*Request*
Exactly reproduce the line that contains "Where can the flag fabric" and all lines after it in the entries below, through the very last line.
━━ Provided records
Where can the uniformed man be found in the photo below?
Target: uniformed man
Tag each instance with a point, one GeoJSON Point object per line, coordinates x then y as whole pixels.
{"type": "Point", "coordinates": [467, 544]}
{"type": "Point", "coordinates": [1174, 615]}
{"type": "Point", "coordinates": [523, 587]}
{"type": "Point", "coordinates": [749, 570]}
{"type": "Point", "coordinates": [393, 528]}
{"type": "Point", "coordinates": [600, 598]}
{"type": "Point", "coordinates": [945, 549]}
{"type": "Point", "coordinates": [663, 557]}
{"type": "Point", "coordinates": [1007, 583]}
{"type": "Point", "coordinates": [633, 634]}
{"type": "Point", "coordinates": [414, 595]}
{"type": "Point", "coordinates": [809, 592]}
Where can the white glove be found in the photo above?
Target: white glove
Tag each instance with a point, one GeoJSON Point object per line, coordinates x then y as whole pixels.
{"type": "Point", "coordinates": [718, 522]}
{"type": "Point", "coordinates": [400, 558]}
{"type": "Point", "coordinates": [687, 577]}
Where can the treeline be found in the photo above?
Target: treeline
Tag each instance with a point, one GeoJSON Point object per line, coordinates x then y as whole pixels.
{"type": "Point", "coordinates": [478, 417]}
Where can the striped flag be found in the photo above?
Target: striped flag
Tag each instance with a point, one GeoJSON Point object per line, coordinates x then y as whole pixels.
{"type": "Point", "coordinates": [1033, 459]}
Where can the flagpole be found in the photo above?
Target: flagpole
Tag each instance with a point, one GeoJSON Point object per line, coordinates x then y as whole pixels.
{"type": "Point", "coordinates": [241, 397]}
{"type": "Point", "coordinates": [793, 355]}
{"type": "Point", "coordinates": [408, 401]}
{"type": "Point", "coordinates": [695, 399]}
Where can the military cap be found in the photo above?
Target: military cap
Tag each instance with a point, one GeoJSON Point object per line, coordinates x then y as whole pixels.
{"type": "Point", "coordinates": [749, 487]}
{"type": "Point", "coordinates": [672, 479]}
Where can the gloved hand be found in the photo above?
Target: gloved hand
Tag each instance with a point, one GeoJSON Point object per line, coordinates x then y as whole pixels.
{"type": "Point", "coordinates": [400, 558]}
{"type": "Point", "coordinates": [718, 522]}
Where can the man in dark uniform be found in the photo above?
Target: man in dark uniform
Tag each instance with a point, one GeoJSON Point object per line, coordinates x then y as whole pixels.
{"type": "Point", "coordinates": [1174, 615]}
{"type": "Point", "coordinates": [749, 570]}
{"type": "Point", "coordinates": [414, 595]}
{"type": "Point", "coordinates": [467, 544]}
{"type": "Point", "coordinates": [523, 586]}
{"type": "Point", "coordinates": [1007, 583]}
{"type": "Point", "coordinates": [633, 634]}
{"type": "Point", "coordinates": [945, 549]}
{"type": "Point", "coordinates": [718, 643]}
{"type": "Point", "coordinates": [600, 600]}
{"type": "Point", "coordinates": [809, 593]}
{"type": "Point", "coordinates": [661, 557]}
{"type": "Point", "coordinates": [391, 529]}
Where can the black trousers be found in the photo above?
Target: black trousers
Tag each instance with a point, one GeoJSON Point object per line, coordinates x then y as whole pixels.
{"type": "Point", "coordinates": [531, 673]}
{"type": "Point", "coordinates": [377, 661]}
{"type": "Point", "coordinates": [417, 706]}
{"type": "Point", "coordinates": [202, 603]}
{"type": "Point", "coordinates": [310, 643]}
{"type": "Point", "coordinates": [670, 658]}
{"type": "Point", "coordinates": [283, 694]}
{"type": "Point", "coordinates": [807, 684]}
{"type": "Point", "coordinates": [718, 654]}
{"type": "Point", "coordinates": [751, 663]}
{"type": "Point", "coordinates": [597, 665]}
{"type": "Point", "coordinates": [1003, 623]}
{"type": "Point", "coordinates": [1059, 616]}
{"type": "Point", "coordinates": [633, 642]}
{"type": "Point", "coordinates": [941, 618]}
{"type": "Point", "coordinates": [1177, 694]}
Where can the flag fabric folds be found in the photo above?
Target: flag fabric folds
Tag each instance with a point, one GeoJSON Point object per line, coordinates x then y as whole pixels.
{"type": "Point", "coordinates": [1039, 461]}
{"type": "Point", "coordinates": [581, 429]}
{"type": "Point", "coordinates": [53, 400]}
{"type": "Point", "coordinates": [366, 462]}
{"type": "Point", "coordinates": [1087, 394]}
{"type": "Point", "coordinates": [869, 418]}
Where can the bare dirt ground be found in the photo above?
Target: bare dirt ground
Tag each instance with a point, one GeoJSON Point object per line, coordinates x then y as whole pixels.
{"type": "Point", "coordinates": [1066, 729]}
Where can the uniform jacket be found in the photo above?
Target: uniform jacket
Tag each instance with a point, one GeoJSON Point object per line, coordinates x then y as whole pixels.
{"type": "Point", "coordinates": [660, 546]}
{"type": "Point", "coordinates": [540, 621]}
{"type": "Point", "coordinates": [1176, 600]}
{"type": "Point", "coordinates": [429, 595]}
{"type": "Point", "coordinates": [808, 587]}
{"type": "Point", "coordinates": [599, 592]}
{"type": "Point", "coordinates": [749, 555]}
━━━━
*Answer to the problem*
Where can the flag fabric folds be found in the photo above?
Target: flag fabric folds
Tag each instance with a point, one GeoJSON Point object per line, coordinates x then y as whole pixels.
{"type": "Point", "coordinates": [1039, 461]}
{"type": "Point", "coordinates": [581, 429]}
{"type": "Point", "coordinates": [53, 400]}
{"type": "Point", "coordinates": [366, 462]}
{"type": "Point", "coordinates": [1087, 394]}
{"type": "Point", "coordinates": [869, 418]}
Where can the bare dirt ground be found in the photo above?
Target: bare dirt ground
Tag each instance with a point, one GeoJSON Point object per line, coordinates x then y as whole pixels.
{"type": "Point", "coordinates": [1066, 729]}
Where can the uniform jacket be found in the photo above?
Target: uniform jacket
Tag each instance with a point, one GeoJSON Point object per line, coordinates x then y as whole pixels.
{"type": "Point", "coordinates": [660, 546]}
{"type": "Point", "coordinates": [540, 621]}
{"type": "Point", "coordinates": [1176, 600]}
{"type": "Point", "coordinates": [429, 595]}
{"type": "Point", "coordinates": [808, 587]}
{"type": "Point", "coordinates": [599, 592]}
{"type": "Point", "coordinates": [749, 555]}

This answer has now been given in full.